By GLENN GUILBEAU, Tiger Rag Editor
LSU baseball coach Jay Johnson had a great Easter Sunday.
His team came back from a 5-0 deficit and won, 16-6, in historic fashion with a 10-run rally in the 12th inning at Tennessee to take the series two games to one and stay in contention in the Southeastern Conference race at 6-6.
Then he talked to his mother, Beverly. She was watching the game and read her son’s lips when he was chewing out home plate umpire Eric Goshay after Goshay called a third strike on a very low pitch to Cade Arrambide for the second out of the ninth with LSU trailing 5-4 with a runner on first and just before he tossed Johnson.

WHAT YOU NEED TO DO:
A. According to the baseball article, in which inning did LSU score its 10-run rally at Tennessee?
B. Count the lines of the records that contain the string "cabinet", and give only the number.
The article and the records are independent of each other.

ENTRIES:
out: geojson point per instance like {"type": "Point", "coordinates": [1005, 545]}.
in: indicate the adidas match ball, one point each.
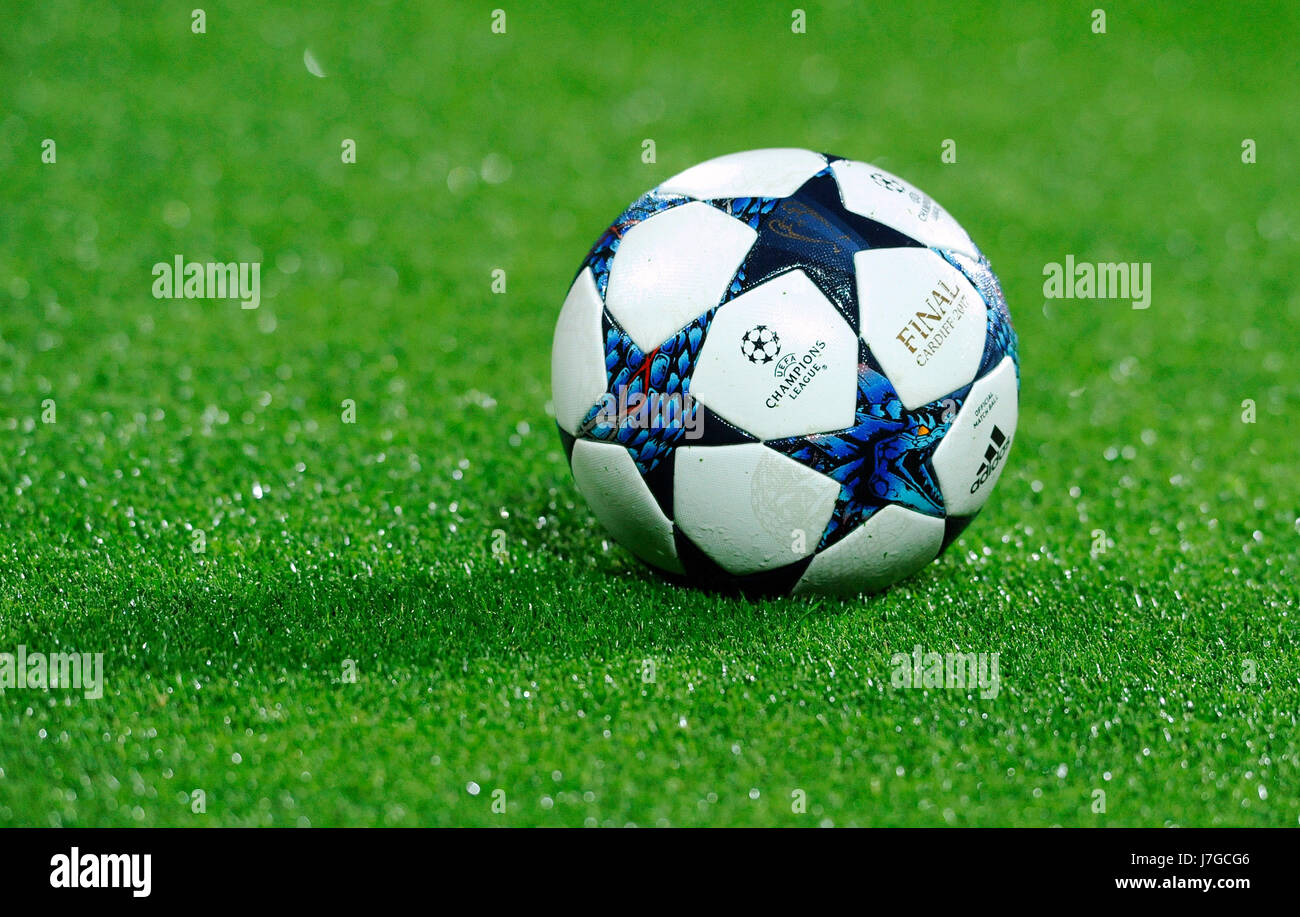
{"type": "Point", "coordinates": [785, 371]}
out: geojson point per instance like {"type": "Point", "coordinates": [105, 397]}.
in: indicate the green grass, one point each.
{"type": "Point", "coordinates": [373, 541]}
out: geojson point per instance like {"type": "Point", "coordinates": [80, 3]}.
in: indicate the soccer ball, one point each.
{"type": "Point", "coordinates": [785, 371]}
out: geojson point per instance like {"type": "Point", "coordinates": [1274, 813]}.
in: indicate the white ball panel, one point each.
{"type": "Point", "coordinates": [745, 506]}
{"type": "Point", "coordinates": [619, 497]}
{"type": "Point", "coordinates": [892, 544]}
{"type": "Point", "coordinates": [674, 267]}
{"type": "Point", "coordinates": [922, 319]}
{"type": "Point", "coordinates": [757, 173]}
{"type": "Point", "coordinates": [577, 354]}
{"type": "Point", "coordinates": [887, 198]}
{"type": "Point", "coordinates": [800, 379]}
{"type": "Point", "coordinates": [973, 453]}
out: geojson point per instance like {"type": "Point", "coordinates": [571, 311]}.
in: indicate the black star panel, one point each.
{"type": "Point", "coordinates": [813, 232]}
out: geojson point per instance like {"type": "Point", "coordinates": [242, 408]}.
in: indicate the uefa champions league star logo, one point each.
{"type": "Point", "coordinates": [761, 345]}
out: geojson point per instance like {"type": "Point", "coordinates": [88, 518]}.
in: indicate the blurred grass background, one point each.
{"type": "Point", "coordinates": [372, 541]}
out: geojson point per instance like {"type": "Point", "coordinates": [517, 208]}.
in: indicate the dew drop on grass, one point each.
{"type": "Point", "coordinates": [312, 64]}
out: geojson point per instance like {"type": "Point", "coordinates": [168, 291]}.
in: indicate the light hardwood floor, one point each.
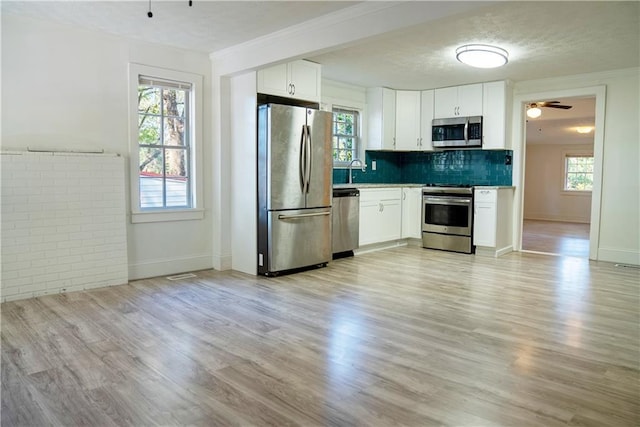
{"type": "Point", "coordinates": [560, 238]}
{"type": "Point", "coordinates": [406, 336]}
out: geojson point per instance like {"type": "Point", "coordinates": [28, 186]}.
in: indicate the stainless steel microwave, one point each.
{"type": "Point", "coordinates": [457, 132]}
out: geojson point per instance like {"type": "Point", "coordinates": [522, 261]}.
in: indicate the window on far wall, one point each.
{"type": "Point", "coordinates": [165, 113]}
{"type": "Point", "coordinates": [345, 136]}
{"type": "Point", "coordinates": [578, 172]}
{"type": "Point", "coordinates": [164, 145]}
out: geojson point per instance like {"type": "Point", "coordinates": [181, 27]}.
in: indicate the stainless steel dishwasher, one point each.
{"type": "Point", "coordinates": [346, 221]}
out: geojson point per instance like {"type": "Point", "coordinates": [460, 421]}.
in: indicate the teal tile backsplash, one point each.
{"type": "Point", "coordinates": [472, 167]}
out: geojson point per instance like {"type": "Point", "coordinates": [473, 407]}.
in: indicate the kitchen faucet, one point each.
{"type": "Point", "coordinates": [363, 168]}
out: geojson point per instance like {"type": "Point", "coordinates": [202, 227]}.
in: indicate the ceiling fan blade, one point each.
{"type": "Point", "coordinates": [564, 107]}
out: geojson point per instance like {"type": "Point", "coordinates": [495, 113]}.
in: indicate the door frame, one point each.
{"type": "Point", "coordinates": [519, 153]}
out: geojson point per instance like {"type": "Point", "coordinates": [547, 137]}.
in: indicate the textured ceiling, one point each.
{"type": "Point", "coordinates": [207, 26]}
{"type": "Point", "coordinates": [544, 39]}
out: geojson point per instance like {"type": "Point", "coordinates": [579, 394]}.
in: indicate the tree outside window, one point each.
{"type": "Point", "coordinates": [163, 144]}
{"type": "Point", "coordinates": [345, 136]}
{"type": "Point", "coordinates": [578, 173]}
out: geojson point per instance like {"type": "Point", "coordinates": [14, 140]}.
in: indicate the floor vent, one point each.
{"type": "Point", "coordinates": [628, 265]}
{"type": "Point", "coordinates": [182, 276]}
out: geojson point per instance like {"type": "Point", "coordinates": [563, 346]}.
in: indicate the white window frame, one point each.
{"type": "Point", "coordinates": [196, 211]}
{"type": "Point", "coordinates": [357, 136]}
{"type": "Point", "coordinates": [565, 170]}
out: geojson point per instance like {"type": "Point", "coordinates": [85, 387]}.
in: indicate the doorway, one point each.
{"type": "Point", "coordinates": [559, 171]}
{"type": "Point", "coordinates": [595, 93]}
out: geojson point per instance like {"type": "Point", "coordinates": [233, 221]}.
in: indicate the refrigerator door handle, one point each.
{"type": "Point", "coordinates": [298, 216]}
{"type": "Point", "coordinates": [308, 155]}
{"type": "Point", "coordinates": [303, 159]}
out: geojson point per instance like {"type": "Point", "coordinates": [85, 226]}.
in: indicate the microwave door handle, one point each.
{"type": "Point", "coordinates": [466, 130]}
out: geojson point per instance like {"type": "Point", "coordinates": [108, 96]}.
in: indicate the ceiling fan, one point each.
{"type": "Point", "coordinates": [533, 108]}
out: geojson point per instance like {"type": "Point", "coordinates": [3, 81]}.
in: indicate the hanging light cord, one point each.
{"type": "Point", "coordinates": [150, 14]}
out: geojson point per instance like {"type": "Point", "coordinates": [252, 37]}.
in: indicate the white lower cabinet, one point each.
{"type": "Point", "coordinates": [380, 215]}
{"type": "Point", "coordinates": [492, 228]}
{"type": "Point", "coordinates": [411, 212]}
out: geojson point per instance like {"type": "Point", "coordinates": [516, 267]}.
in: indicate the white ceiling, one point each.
{"type": "Point", "coordinates": [544, 39]}
{"type": "Point", "coordinates": [207, 26]}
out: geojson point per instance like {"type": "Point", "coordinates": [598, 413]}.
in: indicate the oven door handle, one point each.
{"type": "Point", "coordinates": [455, 201]}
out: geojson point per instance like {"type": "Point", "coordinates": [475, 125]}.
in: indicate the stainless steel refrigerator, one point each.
{"type": "Point", "coordinates": [294, 188]}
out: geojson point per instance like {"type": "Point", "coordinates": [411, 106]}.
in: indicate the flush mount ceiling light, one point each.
{"type": "Point", "coordinates": [482, 55]}
{"type": "Point", "coordinates": [584, 129]}
{"type": "Point", "coordinates": [533, 112]}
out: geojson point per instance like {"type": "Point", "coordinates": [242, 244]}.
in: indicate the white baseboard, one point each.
{"type": "Point", "coordinates": [621, 256]}
{"type": "Point", "coordinates": [379, 246]}
{"type": "Point", "coordinates": [538, 217]}
{"type": "Point", "coordinates": [163, 267]}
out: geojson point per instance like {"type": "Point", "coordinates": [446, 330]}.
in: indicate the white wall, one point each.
{"type": "Point", "coordinates": [244, 154]}
{"type": "Point", "coordinates": [66, 88]}
{"type": "Point", "coordinates": [544, 197]}
{"type": "Point", "coordinates": [619, 210]}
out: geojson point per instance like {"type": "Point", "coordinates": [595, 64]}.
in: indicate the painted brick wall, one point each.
{"type": "Point", "coordinates": [63, 224]}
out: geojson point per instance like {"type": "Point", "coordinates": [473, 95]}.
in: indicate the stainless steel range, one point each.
{"type": "Point", "coordinates": [447, 218]}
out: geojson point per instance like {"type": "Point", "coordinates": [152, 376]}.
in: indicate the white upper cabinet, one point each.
{"type": "Point", "coordinates": [407, 120]}
{"type": "Point", "coordinates": [426, 119]}
{"type": "Point", "coordinates": [399, 120]}
{"type": "Point", "coordinates": [496, 113]}
{"type": "Point", "coordinates": [381, 118]}
{"type": "Point", "coordinates": [458, 101]}
{"type": "Point", "coordinates": [297, 79]}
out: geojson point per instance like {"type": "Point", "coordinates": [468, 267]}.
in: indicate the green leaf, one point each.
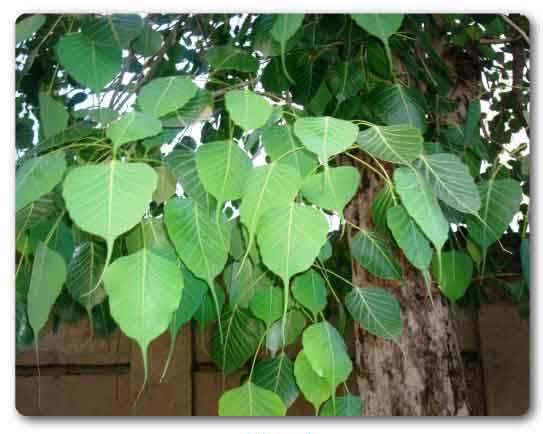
{"type": "Point", "coordinates": [144, 290]}
{"type": "Point", "coordinates": [281, 145]}
{"type": "Point", "coordinates": [133, 126]}
{"type": "Point", "coordinates": [451, 181]}
{"type": "Point", "coordinates": [116, 30]}
{"type": "Point", "coordinates": [247, 109]}
{"type": "Point", "coordinates": [251, 400]}
{"type": "Point", "coordinates": [242, 333]}
{"type": "Point", "coordinates": [201, 243]}
{"type": "Point", "coordinates": [325, 136]}
{"type": "Point", "coordinates": [373, 253]}
{"type": "Point", "coordinates": [310, 291]}
{"type": "Point", "coordinates": [54, 117]}
{"type": "Point", "coordinates": [91, 65]}
{"type": "Point", "coordinates": [272, 185]}
{"type": "Point", "coordinates": [48, 276]}
{"type": "Point", "coordinates": [277, 375]}
{"type": "Point", "coordinates": [500, 202]}
{"type": "Point", "coordinates": [267, 304]}
{"type": "Point", "coordinates": [166, 184]}
{"type": "Point", "coordinates": [230, 58]}
{"type": "Point", "coordinates": [38, 176]}
{"type": "Point", "coordinates": [84, 271]}
{"type": "Point", "coordinates": [332, 189]}
{"type": "Point", "coordinates": [347, 405]}
{"type": "Point", "coordinates": [164, 95]}
{"type": "Point", "coordinates": [396, 143]}
{"type": "Point", "coordinates": [397, 105]}
{"type": "Point", "coordinates": [314, 388]}
{"type": "Point", "coordinates": [26, 27]}
{"type": "Point", "coordinates": [377, 311]}
{"type": "Point", "coordinates": [409, 237]}
{"type": "Point", "coordinates": [382, 26]}
{"type": "Point", "coordinates": [454, 273]}
{"type": "Point", "coordinates": [290, 238]}
{"type": "Point", "coordinates": [109, 199]}
{"type": "Point", "coordinates": [327, 353]}
{"type": "Point", "coordinates": [421, 203]}
{"type": "Point", "coordinates": [223, 169]}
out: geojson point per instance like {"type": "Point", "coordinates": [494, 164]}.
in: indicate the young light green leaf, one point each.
{"type": "Point", "coordinates": [409, 237]}
{"type": "Point", "coordinates": [53, 116]}
{"type": "Point", "coordinates": [133, 126]}
{"type": "Point", "coordinates": [454, 274]}
{"type": "Point", "coordinates": [277, 375]}
{"type": "Point", "coordinates": [48, 276]}
{"type": "Point", "coordinates": [326, 351]}
{"type": "Point", "coordinates": [290, 238]}
{"type": "Point", "coordinates": [500, 201]}
{"type": "Point", "coordinates": [109, 199]}
{"type": "Point", "coordinates": [373, 253]}
{"type": "Point", "coordinates": [377, 311]}
{"type": "Point", "coordinates": [36, 177]}
{"type": "Point", "coordinates": [251, 400]}
{"type": "Point", "coordinates": [309, 290]}
{"type": "Point", "coordinates": [314, 388]}
{"type": "Point", "coordinates": [223, 169]}
{"type": "Point", "coordinates": [346, 405]}
{"type": "Point", "coordinates": [247, 109]}
{"type": "Point", "coordinates": [421, 203]}
{"type": "Point", "coordinates": [451, 181]}
{"type": "Point", "coordinates": [332, 189]}
{"type": "Point", "coordinates": [325, 136]}
{"type": "Point", "coordinates": [90, 64]}
{"type": "Point", "coordinates": [395, 143]}
{"type": "Point", "coordinates": [164, 95]}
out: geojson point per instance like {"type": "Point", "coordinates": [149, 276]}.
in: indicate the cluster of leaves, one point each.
{"type": "Point", "coordinates": [186, 167]}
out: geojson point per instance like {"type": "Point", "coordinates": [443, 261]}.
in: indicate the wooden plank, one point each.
{"type": "Point", "coordinates": [505, 347]}
{"type": "Point", "coordinates": [172, 396]}
{"type": "Point", "coordinates": [70, 345]}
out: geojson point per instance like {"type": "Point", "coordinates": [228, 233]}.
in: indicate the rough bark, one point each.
{"type": "Point", "coordinates": [424, 374]}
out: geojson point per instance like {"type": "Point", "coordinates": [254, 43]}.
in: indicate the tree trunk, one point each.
{"type": "Point", "coordinates": [424, 374]}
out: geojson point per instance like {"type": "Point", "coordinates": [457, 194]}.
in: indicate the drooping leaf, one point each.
{"type": "Point", "coordinates": [314, 388]}
{"type": "Point", "coordinates": [309, 290]}
{"type": "Point", "coordinates": [277, 375]}
{"type": "Point", "coordinates": [332, 189]}
{"type": "Point", "coordinates": [451, 181]}
{"type": "Point", "coordinates": [325, 136]}
{"type": "Point", "coordinates": [281, 145]}
{"type": "Point", "coordinates": [164, 95]}
{"type": "Point", "coordinates": [48, 276]}
{"type": "Point", "coordinates": [500, 201]}
{"type": "Point", "coordinates": [223, 169]}
{"type": "Point", "coordinates": [251, 400]}
{"type": "Point", "coordinates": [247, 109]}
{"type": "Point", "coordinates": [90, 64]}
{"type": "Point", "coordinates": [395, 143]}
{"type": "Point", "coordinates": [116, 194]}
{"type": "Point", "coordinates": [144, 290]}
{"type": "Point", "coordinates": [242, 333]}
{"type": "Point", "coordinates": [133, 126]}
{"type": "Point", "coordinates": [290, 238]}
{"type": "Point", "coordinates": [346, 405]}
{"type": "Point", "coordinates": [37, 176]}
{"type": "Point", "coordinates": [373, 253]}
{"type": "Point", "coordinates": [326, 351]}
{"type": "Point", "coordinates": [421, 204]}
{"type": "Point", "coordinates": [53, 116]}
{"type": "Point", "coordinates": [409, 237]}
{"type": "Point", "coordinates": [454, 275]}
{"type": "Point", "coordinates": [377, 311]}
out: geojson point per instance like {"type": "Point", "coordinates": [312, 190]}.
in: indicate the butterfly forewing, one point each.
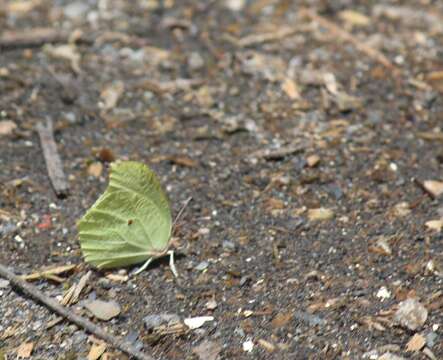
{"type": "Point", "coordinates": [130, 222]}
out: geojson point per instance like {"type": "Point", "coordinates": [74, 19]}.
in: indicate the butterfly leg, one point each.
{"type": "Point", "coordinates": [143, 267]}
{"type": "Point", "coordinates": [171, 263]}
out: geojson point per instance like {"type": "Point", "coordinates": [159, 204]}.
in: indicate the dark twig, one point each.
{"type": "Point", "coordinates": [343, 35]}
{"type": "Point", "coordinates": [181, 211]}
{"type": "Point", "coordinates": [35, 38]}
{"type": "Point", "coordinates": [85, 324]}
{"type": "Point", "coordinates": [52, 159]}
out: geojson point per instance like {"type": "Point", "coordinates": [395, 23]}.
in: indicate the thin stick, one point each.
{"type": "Point", "coordinates": [346, 36]}
{"type": "Point", "coordinates": [85, 324]}
{"type": "Point", "coordinates": [35, 38]}
{"type": "Point", "coordinates": [52, 158]}
{"type": "Point", "coordinates": [180, 213]}
{"type": "Point", "coordinates": [257, 39]}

THE SOLUTIONS:
A. The 12th inning.

B. 2